● **THE EXERCISE**
Copy out all the entries word for word.

Region labeling entries:
────────────────
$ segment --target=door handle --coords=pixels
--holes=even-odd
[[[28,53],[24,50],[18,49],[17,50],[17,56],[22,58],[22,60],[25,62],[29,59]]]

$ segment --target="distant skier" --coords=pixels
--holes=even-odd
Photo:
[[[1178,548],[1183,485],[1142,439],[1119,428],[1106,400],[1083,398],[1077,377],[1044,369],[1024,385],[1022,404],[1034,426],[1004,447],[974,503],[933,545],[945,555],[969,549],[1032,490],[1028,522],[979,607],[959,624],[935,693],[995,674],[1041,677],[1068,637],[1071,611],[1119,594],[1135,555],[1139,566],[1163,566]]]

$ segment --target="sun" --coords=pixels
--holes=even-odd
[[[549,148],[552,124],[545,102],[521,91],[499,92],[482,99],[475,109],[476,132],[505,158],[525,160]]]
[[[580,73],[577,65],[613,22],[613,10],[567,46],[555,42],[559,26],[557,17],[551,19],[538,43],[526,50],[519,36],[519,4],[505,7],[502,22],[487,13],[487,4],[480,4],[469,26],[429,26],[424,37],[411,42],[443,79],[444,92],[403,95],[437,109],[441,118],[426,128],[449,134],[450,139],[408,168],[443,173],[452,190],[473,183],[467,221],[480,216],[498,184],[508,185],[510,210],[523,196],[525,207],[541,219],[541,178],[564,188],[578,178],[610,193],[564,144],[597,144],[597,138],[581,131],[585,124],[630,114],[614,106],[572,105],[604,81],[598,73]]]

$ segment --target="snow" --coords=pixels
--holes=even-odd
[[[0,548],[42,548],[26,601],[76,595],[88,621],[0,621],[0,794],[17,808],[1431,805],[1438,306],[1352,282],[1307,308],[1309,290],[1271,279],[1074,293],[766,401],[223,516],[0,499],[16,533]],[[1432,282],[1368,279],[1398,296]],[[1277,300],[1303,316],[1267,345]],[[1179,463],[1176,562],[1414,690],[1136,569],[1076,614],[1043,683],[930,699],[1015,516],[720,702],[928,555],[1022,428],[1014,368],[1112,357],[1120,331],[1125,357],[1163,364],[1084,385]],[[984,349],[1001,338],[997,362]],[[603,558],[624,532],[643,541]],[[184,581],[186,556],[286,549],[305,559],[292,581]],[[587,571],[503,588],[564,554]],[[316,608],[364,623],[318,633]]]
────────────────
● **RESULT FOR THIS TASK**
$ segment --target=door handle --coords=pixels
--holes=even-odd
[[[28,53],[24,50],[18,49],[17,50],[17,56],[22,58],[22,60],[25,62],[29,59]]]

$ segment --target="distant skier" --coords=pixels
--holes=even-odd
Photo:
[[[1178,548],[1183,485],[1142,439],[1119,428],[1106,400],[1083,398],[1077,377],[1044,369],[1024,385],[1022,404],[1034,426],[1004,447],[974,503],[933,545],[945,555],[969,549],[1032,490],[1028,522],[979,607],[959,624],[935,693],[995,674],[1041,677],[1068,637],[1071,611],[1119,594],[1135,555],[1139,566],[1163,566]]]

$ segment --target="sun" --coords=pixels
--holes=even-odd
[[[549,148],[552,124],[545,102],[521,91],[499,92],[482,99],[475,109],[476,132],[505,158],[525,160]]]
[[[580,73],[577,65],[613,22],[613,10],[567,46],[555,42],[559,26],[557,17],[551,19],[538,43],[526,50],[519,36],[519,4],[505,7],[502,22],[487,13],[487,4],[480,4],[469,26],[429,26],[424,37],[411,42],[443,79],[444,92],[403,95],[437,109],[441,118],[426,128],[449,134],[450,139],[408,168],[443,173],[452,190],[473,183],[467,221],[480,216],[498,184],[508,185],[510,210],[523,196],[525,207],[541,219],[541,178],[564,188],[578,178],[610,193],[564,144],[597,144],[597,138],[581,131],[585,124],[630,114],[614,106],[572,105],[604,81],[598,73]]]

$ segment --target="snow" --coords=pixels
--holes=even-odd
[[[0,548],[42,548],[26,601],[76,595],[88,621],[0,621],[0,794],[17,808],[1431,805],[1438,306],[1352,282],[1307,308],[1309,290],[1271,279],[1074,293],[766,401],[223,516],[0,499],[16,533]],[[1432,282],[1368,279],[1398,296]],[[1277,300],[1303,316],[1267,345]],[[1179,463],[1176,562],[1414,690],[1136,569],[1076,614],[1043,683],[930,699],[1015,516],[720,702],[928,555],[1022,428],[1014,368],[1112,357],[1120,331],[1125,357],[1163,364],[1084,385]],[[984,349],[1001,338],[997,362]],[[603,558],[624,532],[643,541]],[[184,581],[186,556],[286,549],[305,559],[292,581]],[[587,571],[503,588],[564,554]],[[316,608],[364,623],[318,633]]]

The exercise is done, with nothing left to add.